Testo in esame:
• • • • • • •
Si tratta di dimore che spesso insistono nei luoghi più periferici del nostro Paese, venendo a costituire il principale elemento di attrazione e di sviluppo di indotto. Il Rapporto mostra un aumento del numero di dimore rilevate, grazie al progressivo censimento in atto da parte dell’ICCD, oggi pari a 37.708 (dati di Vincoli in rete). Si tratta di case storiche, palazzi, ville, castelli e torri che configurano una rete diffusa su tutto il territorio nazionale. Il 28% di tali dimore si trova in comuni sotto i 5.000 abitanti. Oltre la metà (54%) risiede comunque in comuni sotto i 20.000 abitanti ed il 31,3% si trova in aree periurbane o al di fuori dei centri abitati. Si tratta di un patrimonio vasto ed eterogeneo, collocato tanto nelle metropoli quanto nei piccoli centri, comprese le valli e le montagne del nostro Paese.
• • • • • • •
Dati forniti:
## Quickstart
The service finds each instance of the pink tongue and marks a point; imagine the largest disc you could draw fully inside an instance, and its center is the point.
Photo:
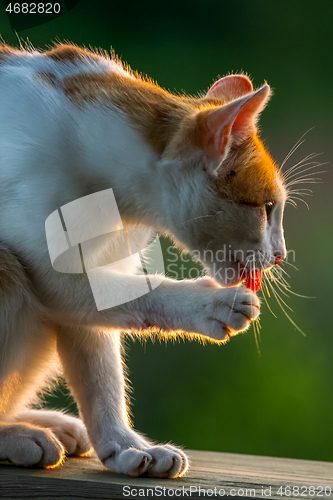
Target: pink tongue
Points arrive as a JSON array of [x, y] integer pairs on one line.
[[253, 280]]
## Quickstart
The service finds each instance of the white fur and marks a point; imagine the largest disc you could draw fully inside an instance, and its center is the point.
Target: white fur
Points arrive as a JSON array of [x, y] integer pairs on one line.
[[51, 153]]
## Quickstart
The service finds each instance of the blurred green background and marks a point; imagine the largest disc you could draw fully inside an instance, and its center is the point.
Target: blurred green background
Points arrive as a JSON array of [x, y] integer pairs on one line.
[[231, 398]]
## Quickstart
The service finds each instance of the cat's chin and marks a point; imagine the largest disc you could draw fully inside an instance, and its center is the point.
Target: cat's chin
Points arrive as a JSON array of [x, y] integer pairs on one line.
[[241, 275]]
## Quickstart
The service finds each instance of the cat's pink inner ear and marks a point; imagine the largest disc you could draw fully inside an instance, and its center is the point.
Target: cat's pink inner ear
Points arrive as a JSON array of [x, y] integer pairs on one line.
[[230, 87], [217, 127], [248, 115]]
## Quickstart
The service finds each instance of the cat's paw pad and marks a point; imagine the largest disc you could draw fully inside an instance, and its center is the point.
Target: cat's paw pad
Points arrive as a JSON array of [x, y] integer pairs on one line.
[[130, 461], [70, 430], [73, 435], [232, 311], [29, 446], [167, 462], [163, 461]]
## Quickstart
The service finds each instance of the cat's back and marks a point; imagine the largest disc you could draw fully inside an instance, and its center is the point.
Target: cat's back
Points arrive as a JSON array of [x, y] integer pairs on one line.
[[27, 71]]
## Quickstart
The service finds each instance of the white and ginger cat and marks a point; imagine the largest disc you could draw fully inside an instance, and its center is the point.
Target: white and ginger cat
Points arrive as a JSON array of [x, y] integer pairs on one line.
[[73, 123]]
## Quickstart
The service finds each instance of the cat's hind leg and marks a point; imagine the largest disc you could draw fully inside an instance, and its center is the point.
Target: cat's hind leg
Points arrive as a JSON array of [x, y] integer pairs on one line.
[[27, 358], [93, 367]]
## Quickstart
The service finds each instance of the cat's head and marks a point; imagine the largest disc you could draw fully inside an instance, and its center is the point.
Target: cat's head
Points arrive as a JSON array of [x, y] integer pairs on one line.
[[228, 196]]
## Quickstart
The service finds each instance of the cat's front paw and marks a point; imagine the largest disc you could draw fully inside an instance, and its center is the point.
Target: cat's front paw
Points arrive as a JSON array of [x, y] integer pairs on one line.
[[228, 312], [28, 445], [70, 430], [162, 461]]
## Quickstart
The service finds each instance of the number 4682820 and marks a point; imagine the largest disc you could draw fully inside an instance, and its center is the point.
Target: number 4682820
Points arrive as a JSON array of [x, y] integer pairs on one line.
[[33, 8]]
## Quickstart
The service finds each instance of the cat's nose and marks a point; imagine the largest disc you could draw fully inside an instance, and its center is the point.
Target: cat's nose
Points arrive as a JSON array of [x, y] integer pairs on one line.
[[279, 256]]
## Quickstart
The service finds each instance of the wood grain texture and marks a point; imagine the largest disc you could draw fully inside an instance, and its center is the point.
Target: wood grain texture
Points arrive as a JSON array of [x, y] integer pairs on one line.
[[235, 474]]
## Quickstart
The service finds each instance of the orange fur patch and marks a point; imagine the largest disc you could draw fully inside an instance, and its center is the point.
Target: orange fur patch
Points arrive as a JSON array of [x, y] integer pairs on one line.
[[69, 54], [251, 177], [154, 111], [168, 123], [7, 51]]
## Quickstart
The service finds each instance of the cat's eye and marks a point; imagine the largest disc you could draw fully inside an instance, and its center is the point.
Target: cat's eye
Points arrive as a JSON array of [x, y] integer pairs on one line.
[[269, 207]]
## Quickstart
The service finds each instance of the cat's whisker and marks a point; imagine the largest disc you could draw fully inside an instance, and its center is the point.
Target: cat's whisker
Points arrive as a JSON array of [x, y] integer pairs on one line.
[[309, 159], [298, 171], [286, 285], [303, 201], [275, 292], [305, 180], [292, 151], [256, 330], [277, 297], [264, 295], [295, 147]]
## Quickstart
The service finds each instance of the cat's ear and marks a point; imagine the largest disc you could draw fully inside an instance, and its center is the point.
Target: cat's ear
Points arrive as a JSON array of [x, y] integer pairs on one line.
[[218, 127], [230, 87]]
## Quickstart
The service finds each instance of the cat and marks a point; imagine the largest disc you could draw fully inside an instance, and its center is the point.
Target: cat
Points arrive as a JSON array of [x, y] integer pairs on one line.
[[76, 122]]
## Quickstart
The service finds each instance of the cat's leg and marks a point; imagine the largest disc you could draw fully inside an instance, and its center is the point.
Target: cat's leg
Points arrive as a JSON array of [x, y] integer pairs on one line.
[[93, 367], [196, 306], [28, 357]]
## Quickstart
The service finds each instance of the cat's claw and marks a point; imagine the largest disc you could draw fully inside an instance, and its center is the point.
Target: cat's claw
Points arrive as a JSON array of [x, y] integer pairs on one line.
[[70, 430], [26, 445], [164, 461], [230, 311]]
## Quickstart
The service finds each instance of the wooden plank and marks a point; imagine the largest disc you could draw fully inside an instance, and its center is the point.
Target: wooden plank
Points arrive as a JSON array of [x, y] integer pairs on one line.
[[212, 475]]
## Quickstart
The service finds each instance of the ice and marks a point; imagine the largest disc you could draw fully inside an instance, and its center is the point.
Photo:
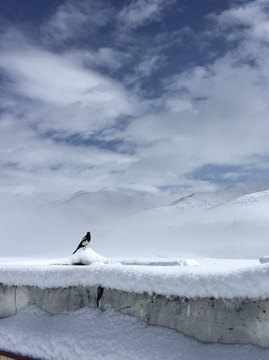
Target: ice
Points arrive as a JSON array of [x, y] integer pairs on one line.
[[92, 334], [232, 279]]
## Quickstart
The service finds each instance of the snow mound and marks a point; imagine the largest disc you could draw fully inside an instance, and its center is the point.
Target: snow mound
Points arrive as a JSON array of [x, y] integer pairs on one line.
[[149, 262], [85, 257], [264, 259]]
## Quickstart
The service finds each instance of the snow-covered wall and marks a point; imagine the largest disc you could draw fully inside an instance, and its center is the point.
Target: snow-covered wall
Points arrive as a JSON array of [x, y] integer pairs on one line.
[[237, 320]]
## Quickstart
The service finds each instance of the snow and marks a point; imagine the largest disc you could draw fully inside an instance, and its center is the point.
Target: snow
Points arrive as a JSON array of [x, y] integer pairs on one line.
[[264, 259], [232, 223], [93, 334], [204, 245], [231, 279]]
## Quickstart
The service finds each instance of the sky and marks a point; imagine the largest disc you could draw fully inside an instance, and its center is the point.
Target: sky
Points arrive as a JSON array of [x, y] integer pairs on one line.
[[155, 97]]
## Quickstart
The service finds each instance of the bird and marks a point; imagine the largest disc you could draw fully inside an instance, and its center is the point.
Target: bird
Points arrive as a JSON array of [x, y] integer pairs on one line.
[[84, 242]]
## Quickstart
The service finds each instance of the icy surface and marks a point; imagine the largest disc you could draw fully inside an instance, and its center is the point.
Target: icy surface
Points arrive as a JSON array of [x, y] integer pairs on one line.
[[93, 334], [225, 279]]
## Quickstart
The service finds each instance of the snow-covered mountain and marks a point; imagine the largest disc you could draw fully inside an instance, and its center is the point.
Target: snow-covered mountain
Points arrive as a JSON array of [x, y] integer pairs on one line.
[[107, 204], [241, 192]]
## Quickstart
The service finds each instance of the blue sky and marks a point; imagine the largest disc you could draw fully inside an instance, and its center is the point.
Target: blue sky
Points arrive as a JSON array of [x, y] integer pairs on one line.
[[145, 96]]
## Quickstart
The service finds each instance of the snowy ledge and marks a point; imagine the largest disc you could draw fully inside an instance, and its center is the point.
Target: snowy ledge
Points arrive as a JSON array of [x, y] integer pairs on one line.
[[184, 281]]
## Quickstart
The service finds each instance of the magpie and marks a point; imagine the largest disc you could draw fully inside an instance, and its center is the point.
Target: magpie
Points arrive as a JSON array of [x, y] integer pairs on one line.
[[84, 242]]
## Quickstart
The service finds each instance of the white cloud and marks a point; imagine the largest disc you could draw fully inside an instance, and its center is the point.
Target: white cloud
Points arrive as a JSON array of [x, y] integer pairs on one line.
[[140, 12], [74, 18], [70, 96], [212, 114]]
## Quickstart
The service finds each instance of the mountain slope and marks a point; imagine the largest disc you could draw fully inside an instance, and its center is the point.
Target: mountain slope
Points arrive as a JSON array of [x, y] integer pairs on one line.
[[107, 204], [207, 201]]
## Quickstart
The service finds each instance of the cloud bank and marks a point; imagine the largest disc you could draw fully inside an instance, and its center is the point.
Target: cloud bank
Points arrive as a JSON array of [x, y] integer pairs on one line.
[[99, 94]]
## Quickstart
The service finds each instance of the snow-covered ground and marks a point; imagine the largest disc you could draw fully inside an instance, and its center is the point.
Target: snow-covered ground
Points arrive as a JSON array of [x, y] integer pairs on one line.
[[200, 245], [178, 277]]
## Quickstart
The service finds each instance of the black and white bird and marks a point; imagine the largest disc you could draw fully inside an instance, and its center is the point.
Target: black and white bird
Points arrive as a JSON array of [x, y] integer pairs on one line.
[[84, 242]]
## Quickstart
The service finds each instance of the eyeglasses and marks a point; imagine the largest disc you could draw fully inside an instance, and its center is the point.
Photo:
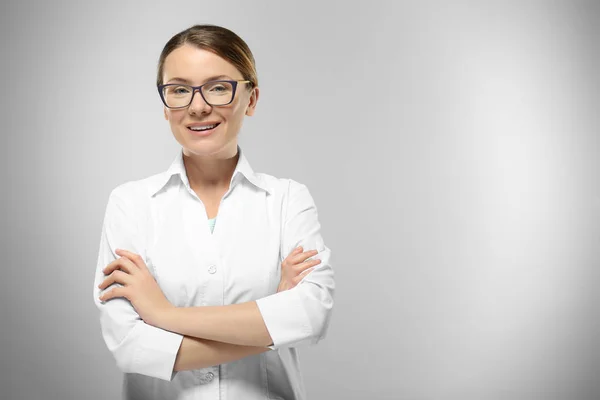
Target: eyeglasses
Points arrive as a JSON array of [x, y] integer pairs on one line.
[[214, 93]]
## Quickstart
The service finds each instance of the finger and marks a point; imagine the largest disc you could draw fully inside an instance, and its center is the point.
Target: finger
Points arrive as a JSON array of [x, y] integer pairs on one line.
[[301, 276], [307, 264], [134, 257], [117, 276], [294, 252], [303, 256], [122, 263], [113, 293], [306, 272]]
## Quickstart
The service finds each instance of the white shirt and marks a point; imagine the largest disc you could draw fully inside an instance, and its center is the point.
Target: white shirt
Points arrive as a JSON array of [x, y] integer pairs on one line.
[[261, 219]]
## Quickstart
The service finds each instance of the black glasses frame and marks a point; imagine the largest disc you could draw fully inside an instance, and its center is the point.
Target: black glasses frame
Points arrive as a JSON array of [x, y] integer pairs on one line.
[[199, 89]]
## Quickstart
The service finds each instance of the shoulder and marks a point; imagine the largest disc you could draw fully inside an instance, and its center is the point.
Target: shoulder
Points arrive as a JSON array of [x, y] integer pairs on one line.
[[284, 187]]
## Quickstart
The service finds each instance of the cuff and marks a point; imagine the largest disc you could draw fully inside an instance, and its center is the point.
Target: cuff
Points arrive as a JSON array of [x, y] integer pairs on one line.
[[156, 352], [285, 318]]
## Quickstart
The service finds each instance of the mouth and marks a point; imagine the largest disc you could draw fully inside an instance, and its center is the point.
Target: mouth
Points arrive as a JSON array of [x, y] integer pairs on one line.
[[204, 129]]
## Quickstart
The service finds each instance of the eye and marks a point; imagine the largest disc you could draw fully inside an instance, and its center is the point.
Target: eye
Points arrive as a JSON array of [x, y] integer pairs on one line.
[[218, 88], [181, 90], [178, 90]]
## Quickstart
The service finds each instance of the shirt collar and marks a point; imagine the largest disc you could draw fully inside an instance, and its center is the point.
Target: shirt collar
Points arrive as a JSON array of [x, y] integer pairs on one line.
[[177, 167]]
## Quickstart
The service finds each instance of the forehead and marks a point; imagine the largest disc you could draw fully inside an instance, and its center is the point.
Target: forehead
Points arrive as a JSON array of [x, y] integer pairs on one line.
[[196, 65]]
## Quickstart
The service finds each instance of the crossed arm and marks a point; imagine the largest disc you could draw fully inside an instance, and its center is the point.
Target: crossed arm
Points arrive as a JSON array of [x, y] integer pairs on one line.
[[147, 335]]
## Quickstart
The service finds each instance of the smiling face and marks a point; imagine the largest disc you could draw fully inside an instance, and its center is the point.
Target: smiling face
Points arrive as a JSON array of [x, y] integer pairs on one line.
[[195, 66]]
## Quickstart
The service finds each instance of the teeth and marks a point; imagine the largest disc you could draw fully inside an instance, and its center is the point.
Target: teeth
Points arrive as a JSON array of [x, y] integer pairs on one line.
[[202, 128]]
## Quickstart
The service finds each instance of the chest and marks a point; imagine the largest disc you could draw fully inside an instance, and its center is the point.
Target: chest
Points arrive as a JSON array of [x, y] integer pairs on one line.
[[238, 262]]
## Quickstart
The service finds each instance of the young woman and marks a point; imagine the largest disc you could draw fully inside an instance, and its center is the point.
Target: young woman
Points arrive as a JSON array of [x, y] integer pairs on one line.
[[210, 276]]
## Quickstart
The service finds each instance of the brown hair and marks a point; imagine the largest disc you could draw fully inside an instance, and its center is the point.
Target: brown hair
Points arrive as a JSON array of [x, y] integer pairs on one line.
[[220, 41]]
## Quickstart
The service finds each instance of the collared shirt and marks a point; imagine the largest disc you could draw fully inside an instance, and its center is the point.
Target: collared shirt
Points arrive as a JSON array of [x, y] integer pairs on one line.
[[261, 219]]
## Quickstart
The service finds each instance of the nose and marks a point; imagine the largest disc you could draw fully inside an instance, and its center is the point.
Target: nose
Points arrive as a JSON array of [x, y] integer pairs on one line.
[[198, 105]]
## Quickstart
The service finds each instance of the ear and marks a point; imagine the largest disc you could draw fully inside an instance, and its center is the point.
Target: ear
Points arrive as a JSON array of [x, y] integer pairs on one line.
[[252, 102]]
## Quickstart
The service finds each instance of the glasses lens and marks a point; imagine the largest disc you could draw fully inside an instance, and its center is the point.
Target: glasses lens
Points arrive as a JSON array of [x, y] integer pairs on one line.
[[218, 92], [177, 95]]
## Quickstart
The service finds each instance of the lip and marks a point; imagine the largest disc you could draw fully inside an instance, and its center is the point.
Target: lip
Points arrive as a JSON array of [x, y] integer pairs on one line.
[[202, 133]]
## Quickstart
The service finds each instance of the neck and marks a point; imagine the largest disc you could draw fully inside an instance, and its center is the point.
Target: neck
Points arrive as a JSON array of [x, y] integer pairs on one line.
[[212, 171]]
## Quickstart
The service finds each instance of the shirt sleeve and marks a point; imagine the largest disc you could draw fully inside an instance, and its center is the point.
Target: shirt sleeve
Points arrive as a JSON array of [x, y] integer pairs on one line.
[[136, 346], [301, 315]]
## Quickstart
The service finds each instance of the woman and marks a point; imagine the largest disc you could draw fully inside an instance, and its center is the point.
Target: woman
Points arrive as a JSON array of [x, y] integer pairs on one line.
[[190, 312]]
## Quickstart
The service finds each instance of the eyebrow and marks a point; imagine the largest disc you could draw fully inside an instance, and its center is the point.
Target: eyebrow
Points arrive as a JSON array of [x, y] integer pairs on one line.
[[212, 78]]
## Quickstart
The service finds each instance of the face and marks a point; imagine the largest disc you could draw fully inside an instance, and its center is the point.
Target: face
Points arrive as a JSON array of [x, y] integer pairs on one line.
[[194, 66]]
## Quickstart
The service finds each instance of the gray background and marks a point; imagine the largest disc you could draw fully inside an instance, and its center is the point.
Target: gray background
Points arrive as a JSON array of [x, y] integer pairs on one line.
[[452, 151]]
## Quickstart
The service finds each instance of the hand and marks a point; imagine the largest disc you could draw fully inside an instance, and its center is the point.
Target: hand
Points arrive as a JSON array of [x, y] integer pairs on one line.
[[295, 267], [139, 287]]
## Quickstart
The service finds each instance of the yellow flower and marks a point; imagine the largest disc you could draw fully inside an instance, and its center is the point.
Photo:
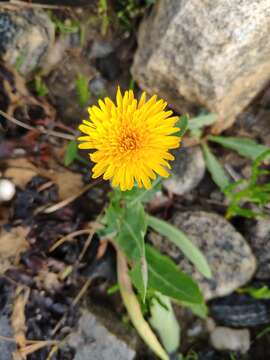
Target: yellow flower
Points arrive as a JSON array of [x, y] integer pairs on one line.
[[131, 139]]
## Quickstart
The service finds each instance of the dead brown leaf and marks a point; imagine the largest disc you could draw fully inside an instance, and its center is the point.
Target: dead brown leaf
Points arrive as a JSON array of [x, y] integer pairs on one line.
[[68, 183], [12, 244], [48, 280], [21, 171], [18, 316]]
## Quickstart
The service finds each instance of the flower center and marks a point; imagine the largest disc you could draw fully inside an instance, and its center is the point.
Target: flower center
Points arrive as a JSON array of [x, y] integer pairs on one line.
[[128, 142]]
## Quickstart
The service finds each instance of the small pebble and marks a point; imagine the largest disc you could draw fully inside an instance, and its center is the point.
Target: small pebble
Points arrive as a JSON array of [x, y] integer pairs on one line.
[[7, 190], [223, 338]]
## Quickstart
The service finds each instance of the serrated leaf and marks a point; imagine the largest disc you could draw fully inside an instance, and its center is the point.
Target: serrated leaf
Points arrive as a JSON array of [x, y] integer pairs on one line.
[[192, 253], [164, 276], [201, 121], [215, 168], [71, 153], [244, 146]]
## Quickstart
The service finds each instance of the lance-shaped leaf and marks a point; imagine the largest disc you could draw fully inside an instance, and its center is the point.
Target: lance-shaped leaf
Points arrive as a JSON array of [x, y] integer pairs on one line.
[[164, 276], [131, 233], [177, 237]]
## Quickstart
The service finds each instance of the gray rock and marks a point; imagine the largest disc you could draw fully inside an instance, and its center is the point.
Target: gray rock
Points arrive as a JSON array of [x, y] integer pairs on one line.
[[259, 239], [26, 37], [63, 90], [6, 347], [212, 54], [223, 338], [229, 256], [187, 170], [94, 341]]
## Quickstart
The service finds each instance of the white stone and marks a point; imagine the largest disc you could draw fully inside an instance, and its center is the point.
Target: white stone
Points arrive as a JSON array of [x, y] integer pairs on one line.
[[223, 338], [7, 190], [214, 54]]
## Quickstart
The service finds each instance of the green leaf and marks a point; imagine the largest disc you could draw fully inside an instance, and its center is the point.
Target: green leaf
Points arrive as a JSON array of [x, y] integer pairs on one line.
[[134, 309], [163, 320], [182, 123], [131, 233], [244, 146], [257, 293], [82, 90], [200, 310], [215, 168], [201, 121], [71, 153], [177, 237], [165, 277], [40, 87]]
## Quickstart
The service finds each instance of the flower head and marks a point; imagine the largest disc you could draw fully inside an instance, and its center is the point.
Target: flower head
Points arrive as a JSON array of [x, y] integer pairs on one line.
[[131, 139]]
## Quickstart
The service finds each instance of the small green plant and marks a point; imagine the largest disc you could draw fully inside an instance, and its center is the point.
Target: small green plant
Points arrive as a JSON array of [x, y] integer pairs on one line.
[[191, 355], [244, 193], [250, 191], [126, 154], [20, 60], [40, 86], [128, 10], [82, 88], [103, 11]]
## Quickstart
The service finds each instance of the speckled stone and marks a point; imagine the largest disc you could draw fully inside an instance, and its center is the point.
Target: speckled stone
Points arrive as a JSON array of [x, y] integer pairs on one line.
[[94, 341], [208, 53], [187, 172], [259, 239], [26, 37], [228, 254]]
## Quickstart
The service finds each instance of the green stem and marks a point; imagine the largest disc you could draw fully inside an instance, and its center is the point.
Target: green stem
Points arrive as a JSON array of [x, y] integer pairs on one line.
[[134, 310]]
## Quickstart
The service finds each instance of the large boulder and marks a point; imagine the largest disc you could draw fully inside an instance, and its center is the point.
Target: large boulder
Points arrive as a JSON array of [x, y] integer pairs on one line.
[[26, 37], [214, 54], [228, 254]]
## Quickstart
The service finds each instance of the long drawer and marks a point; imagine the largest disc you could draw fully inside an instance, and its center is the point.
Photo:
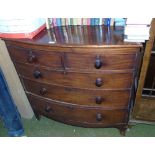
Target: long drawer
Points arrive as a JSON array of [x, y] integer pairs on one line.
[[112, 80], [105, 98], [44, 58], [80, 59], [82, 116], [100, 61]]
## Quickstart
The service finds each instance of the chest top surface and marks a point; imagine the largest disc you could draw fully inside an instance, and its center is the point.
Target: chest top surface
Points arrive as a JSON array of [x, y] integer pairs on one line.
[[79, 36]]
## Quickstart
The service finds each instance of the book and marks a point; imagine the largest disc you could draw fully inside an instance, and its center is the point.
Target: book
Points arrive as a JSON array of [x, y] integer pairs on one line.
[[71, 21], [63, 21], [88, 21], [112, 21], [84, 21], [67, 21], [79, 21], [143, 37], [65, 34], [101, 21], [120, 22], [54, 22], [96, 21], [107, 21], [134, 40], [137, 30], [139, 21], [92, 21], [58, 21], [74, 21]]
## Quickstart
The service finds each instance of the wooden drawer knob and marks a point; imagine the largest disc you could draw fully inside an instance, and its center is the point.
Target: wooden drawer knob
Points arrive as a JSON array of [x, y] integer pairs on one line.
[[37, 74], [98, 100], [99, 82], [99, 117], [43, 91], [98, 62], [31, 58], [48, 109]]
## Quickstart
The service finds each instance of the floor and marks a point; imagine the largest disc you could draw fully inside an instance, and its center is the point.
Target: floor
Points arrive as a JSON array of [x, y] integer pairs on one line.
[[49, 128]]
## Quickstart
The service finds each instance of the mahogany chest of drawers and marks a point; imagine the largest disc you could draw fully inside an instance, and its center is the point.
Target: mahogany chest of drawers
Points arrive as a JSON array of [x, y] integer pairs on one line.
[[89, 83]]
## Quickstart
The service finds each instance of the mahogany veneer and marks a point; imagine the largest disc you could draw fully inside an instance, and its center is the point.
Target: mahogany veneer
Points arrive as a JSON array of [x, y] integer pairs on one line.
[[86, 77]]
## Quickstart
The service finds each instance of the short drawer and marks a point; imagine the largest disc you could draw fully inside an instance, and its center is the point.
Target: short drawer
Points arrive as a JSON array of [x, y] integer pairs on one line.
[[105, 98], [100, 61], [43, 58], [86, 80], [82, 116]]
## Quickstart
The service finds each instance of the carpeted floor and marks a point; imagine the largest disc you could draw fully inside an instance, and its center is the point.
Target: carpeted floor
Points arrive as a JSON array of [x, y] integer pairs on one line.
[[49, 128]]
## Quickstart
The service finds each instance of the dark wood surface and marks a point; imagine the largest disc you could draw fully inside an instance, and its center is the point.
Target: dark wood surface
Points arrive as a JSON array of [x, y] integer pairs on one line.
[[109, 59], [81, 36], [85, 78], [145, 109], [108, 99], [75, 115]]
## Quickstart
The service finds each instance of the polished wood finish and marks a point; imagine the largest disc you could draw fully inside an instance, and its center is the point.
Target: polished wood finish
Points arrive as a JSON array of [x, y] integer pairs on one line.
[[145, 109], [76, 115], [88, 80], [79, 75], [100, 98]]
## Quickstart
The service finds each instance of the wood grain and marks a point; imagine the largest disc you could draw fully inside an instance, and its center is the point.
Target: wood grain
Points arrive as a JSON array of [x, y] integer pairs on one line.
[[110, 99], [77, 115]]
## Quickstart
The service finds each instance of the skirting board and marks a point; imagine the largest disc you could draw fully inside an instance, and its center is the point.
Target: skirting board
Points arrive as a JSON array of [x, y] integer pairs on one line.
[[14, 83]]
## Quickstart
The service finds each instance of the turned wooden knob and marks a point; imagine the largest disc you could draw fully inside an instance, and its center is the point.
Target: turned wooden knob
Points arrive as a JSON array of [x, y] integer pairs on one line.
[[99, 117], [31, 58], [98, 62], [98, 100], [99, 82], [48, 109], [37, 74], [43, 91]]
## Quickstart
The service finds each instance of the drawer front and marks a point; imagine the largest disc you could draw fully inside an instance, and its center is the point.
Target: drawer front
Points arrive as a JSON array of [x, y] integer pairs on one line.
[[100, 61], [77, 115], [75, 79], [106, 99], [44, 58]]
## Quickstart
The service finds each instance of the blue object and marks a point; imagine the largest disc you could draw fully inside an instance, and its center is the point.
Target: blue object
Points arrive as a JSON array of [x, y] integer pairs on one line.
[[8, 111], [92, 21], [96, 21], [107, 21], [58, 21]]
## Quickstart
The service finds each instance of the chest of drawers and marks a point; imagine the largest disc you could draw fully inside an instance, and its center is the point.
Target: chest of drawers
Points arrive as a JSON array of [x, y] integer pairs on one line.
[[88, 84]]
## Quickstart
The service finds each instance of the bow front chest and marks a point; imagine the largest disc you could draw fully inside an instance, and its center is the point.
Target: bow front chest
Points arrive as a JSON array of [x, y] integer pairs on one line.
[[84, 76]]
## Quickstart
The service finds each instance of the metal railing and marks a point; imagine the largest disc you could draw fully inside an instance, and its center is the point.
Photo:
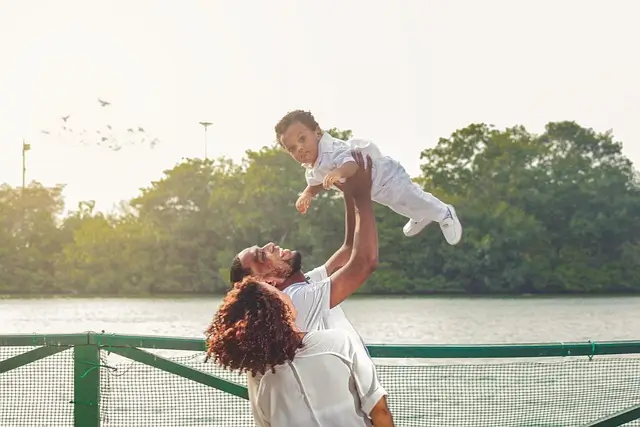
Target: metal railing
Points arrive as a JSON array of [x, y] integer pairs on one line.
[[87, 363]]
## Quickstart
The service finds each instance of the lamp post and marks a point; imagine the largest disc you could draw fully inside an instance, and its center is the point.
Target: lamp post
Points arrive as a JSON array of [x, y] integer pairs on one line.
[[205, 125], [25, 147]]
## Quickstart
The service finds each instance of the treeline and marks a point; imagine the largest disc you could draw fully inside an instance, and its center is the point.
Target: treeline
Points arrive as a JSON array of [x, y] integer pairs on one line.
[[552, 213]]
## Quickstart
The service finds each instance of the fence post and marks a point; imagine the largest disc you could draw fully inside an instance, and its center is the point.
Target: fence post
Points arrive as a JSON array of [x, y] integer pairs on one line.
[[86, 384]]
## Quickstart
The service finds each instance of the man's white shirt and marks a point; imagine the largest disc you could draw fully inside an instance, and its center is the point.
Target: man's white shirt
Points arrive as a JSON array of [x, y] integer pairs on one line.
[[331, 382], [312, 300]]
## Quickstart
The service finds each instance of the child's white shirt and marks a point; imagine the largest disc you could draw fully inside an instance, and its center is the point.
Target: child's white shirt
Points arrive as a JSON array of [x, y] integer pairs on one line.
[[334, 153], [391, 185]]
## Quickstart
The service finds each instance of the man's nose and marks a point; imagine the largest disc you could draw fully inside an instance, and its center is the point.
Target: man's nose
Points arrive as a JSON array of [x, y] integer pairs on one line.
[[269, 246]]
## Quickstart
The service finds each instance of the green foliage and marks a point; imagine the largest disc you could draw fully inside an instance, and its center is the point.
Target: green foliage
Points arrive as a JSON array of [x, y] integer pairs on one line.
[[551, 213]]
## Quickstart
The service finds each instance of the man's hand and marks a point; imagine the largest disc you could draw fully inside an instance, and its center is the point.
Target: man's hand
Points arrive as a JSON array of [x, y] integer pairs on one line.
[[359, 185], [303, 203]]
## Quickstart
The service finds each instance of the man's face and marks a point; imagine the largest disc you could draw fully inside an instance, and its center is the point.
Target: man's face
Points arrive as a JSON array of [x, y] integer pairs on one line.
• • • • • • •
Attività da svolgere:
1. Rispondi a queste domande sul testo dedicato alle dimore storiche:
(a) Quante sono oggi le dimore rilevate?
(b) Quale percentuale di dimore si trova in comuni sotto i 5.000 abitanti?
(c) Quale percentuale di dimore si trova in aree periurbane o al di fuori dei centri abitati?
2. Stabilisci se ciascuna affermazione concorda con il testo sulle dimore storiche e, per ognuna, riporta le parole del testo che lo decidono.
(a) Più della metà delle dimore si trova in comuni sotto i 20.000 abitanti.
(b) Il Rapporto mostra una diminuzione del numero di dimore rilevate.
(c) Le dimore si trovano soltanto nelle grandi città.

Risultati per attività:
1.
(a) 37.708
(b) Il 28%
(c) Il 31,3%

2.
(a) Sì: "Oltre la metà (54%) risiede comunque in comuni sotto i 20.000 abitanti"
(b) No: "Il Rapporto mostra un aumento del numero di dimore rilevate"
(c) No: "collocato tanto nelle metropoli quanto nei piccoli centri"